━━━━━ Information supplied ━━━━━
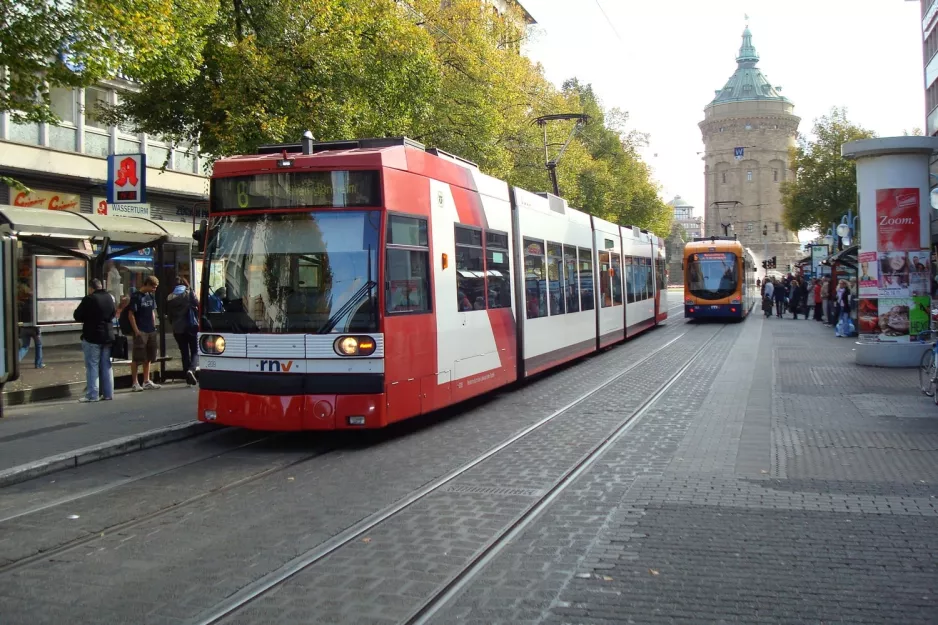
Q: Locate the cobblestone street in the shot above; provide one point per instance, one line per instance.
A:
(700, 473)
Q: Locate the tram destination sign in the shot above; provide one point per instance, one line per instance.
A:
(296, 189)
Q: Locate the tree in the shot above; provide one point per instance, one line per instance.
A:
(825, 184)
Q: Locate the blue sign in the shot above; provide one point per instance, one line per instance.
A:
(127, 179)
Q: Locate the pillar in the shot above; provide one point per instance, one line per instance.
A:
(894, 269)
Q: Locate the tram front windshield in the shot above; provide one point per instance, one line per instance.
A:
(713, 275)
(298, 272)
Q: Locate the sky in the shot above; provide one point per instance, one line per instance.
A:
(662, 62)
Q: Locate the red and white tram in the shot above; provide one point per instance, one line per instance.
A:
(355, 284)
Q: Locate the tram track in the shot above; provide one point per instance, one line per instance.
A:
(323, 550)
(262, 586)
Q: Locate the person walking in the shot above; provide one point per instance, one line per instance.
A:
(781, 296)
(767, 301)
(183, 309)
(843, 304)
(142, 319)
(95, 312)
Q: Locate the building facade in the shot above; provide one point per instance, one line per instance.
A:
(684, 216)
(748, 129)
(64, 167)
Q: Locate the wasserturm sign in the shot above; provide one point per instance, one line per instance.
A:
(127, 178)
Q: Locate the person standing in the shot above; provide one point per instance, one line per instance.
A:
(182, 307)
(96, 315)
(142, 319)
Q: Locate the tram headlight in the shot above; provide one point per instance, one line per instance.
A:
(212, 344)
(354, 346)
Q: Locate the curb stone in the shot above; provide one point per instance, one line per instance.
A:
(102, 451)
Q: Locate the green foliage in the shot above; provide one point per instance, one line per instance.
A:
(55, 43)
(825, 184)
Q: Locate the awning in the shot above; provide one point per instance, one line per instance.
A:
(37, 222)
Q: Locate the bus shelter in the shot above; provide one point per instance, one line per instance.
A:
(61, 251)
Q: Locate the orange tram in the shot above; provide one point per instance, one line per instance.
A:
(719, 279)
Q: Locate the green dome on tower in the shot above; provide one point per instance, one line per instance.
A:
(747, 82)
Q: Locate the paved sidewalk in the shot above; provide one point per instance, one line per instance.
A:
(784, 484)
(36, 431)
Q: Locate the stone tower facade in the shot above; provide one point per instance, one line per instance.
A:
(742, 186)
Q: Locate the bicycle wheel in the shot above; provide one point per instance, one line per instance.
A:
(926, 373)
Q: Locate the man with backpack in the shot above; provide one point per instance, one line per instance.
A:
(141, 315)
(183, 309)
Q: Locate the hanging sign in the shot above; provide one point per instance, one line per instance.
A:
(50, 200)
(126, 178)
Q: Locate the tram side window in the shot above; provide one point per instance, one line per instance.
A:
(570, 275)
(587, 283)
(407, 289)
(498, 271)
(470, 270)
(616, 280)
(535, 279)
(555, 281)
(605, 281)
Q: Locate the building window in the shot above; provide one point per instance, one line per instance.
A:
(535, 284)
(95, 100)
(470, 270)
(497, 269)
(408, 265)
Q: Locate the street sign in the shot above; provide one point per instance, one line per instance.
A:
(9, 332)
(127, 178)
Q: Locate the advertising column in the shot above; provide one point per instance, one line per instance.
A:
(894, 275)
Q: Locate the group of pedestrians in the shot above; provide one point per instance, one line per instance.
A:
(136, 319)
(831, 306)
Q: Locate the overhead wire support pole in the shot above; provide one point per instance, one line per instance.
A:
(551, 164)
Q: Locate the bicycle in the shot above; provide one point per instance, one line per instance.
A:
(928, 369)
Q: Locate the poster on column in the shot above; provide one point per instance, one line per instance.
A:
(919, 273)
(894, 319)
(897, 220)
(893, 274)
(918, 316)
(868, 318)
(869, 274)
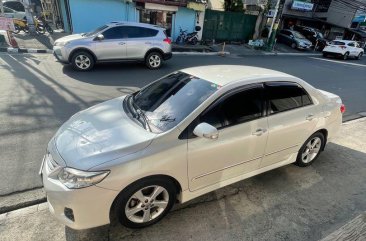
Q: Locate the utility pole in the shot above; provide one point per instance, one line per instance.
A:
(29, 16)
(274, 25)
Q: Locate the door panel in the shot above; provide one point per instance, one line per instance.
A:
(240, 145)
(237, 151)
(287, 132)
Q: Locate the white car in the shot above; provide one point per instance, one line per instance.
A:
(184, 135)
(343, 49)
(10, 13)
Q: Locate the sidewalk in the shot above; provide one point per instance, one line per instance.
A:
(236, 212)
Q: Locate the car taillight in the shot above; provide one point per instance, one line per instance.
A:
(343, 108)
(167, 40)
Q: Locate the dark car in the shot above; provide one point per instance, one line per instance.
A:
(314, 35)
(15, 5)
(293, 39)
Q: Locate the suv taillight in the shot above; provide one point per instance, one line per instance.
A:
(167, 40)
(343, 108)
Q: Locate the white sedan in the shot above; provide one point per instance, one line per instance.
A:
(184, 135)
(343, 49)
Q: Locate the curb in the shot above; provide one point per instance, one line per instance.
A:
(201, 53)
(23, 50)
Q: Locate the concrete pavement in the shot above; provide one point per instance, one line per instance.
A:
(324, 201)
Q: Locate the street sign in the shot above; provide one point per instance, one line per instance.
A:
(6, 24)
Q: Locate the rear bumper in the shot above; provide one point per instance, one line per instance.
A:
(167, 56)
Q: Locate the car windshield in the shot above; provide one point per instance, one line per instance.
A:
(166, 102)
(92, 33)
(298, 35)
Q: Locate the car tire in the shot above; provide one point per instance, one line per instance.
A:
(359, 56)
(82, 61)
(310, 150)
(154, 60)
(136, 206)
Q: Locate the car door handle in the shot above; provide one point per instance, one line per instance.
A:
(259, 132)
(310, 117)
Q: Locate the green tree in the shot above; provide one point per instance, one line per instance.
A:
(233, 5)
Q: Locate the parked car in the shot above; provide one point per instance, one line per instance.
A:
(116, 41)
(293, 39)
(15, 5)
(184, 135)
(314, 35)
(10, 13)
(343, 49)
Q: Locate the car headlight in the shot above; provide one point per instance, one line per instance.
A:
(61, 44)
(74, 179)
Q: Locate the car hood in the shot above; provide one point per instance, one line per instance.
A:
(69, 38)
(100, 134)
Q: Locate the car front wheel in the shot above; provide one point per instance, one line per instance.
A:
(145, 202)
(311, 149)
(154, 60)
(82, 61)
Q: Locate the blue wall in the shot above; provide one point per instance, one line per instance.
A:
(89, 14)
(185, 18)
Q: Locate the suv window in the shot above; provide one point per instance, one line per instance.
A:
(283, 96)
(115, 33)
(240, 107)
(140, 32)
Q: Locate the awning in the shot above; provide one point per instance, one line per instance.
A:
(154, 6)
(217, 5)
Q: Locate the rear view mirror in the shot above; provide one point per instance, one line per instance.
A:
(207, 131)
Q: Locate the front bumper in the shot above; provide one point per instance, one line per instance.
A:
(90, 207)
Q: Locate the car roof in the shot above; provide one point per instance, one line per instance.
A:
(226, 74)
(118, 23)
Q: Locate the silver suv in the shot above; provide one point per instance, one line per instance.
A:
(116, 41)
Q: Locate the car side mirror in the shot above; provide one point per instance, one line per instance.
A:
(99, 37)
(207, 131)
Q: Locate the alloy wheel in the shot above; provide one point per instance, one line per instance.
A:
(154, 61)
(82, 62)
(311, 150)
(147, 204)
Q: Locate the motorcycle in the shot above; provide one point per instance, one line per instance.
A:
(44, 25)
(188, 38)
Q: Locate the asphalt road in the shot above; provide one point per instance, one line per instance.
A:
(39, 94)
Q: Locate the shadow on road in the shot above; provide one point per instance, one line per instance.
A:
(289, 203)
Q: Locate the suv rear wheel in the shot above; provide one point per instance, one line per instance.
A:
(82, 61)
(154, 60)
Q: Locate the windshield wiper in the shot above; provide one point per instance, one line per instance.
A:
(137, 113)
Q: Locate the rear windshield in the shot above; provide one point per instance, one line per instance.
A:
(337, 43)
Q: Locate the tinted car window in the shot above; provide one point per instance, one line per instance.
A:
(114, 33)
(169, 100)
(286, 96)
(241, 107)
(140, 32)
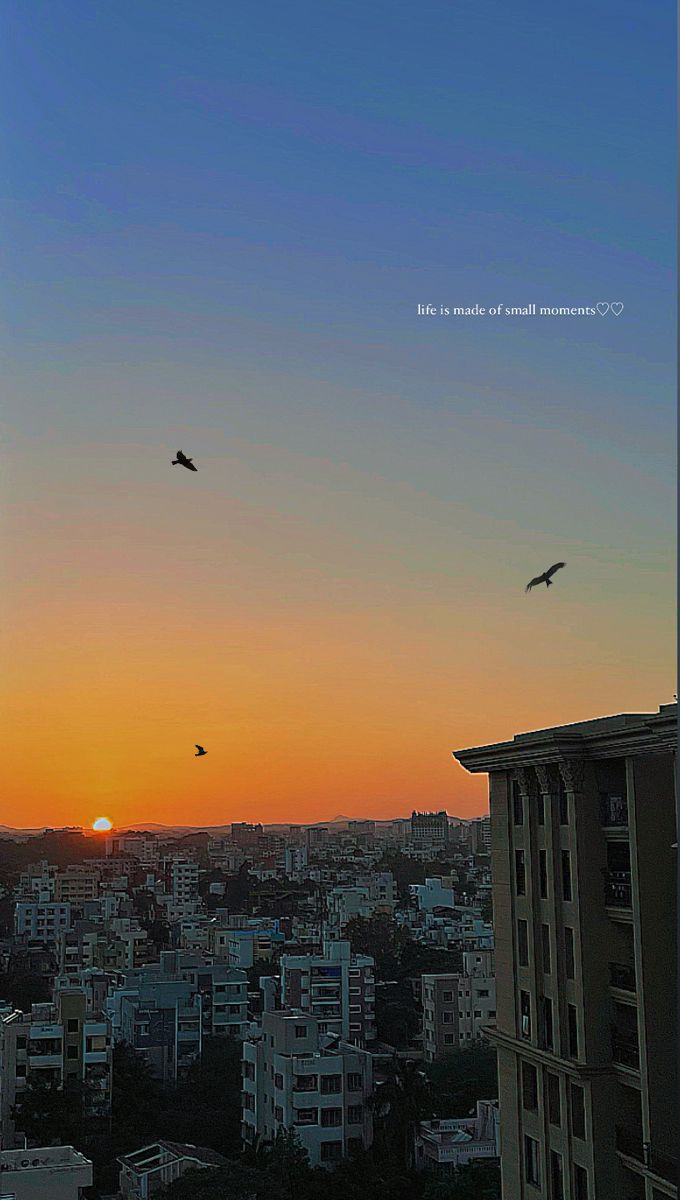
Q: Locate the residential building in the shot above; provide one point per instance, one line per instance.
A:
(445, 1145)
(154, 1168)
(457, 1007)
(584, 867)
(58, 1173)
(295, 1077)
(337, 988)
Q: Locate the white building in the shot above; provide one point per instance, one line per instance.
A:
(58, 1173)
(445, 1145)
(296, 1078)
(337, 988)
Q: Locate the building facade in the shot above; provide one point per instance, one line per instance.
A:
(583, 862)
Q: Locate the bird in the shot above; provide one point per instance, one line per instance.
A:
(182, 461)
(545, 577)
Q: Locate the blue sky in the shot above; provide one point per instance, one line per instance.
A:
(218, 221)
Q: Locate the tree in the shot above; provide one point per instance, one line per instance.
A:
(463, 1078)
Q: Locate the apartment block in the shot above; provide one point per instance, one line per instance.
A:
(584, 879)
(295, 1077)
(457, 1007)
(337, 988)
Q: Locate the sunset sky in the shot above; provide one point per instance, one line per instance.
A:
(217, 223)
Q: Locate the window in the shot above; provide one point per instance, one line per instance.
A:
(572, 1031)
(577, 1097)
(529, 1087)
(331, 1119)
(579, 1182)
(557, 1176)
(569, 953)
(519, 873)
(517, 804)
(548, 1036)
(553, 1098)
(531, 1162)
(546, 948)
(523, 943)
(331, 1151)
(543, 874)
(525, 1014)
(566, 875)
(331, 1084)
(306, 1116)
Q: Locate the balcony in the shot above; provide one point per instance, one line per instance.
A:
(618, 889)
(621, 977)
(632, 1146)
(613, 811)
(625, 1050)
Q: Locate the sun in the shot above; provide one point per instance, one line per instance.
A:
(102, 825)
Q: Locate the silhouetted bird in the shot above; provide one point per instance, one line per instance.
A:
(182, 461)
(545, 577)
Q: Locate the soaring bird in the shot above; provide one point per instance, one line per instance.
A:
(182, 461)
(546, 577)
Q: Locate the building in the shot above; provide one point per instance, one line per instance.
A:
(445, 1145)
(429, 829)
(457, 1007)
(56, 1043)
(296, 1078)
(41, 919)
(583, 863)
(154, 1168)
(58, 1173)
(337, 988)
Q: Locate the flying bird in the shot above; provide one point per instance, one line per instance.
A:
(546, 577)
(182, 461)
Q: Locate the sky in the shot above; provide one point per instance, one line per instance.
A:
(217, 222)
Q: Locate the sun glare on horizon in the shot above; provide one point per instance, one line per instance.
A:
(102, 825)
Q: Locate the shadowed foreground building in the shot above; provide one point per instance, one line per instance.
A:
(583, 825)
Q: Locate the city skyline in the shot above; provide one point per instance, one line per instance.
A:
(218, 228)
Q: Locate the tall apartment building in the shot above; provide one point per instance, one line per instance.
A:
(429, 828)
(457, 1007)
(583, 828)
(296, 1078)
(59, 1043)
(337, 988)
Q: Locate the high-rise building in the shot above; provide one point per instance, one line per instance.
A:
(429, 828)
(337, 988)
(583, 864)
(296, 1078)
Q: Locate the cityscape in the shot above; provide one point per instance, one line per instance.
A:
(426, 1007)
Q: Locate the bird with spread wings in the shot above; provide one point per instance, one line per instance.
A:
(546, 577)
(182, 461)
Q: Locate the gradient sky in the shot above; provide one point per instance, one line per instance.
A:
(217, 222)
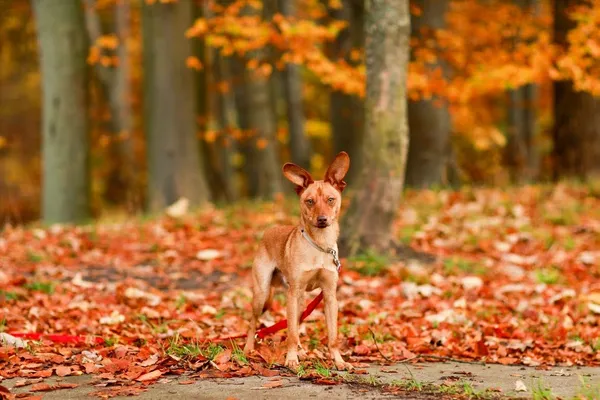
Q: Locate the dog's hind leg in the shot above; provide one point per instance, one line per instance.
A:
━━━━━
What this task involves
Copy out every line from the records that has the word "white".

Response to this exercise
Q: Locate the red and white tram in the shot above; provide one point per instance, one line per instance.
Q: Locate the white car in the shot above; provide one point per instance, one line per instance.
Q: Locate the white sedan in the shot above; provide one point per instance, one line per instance.
Q: Locate the white building in the shot above; provide one point per instance, one line per instance.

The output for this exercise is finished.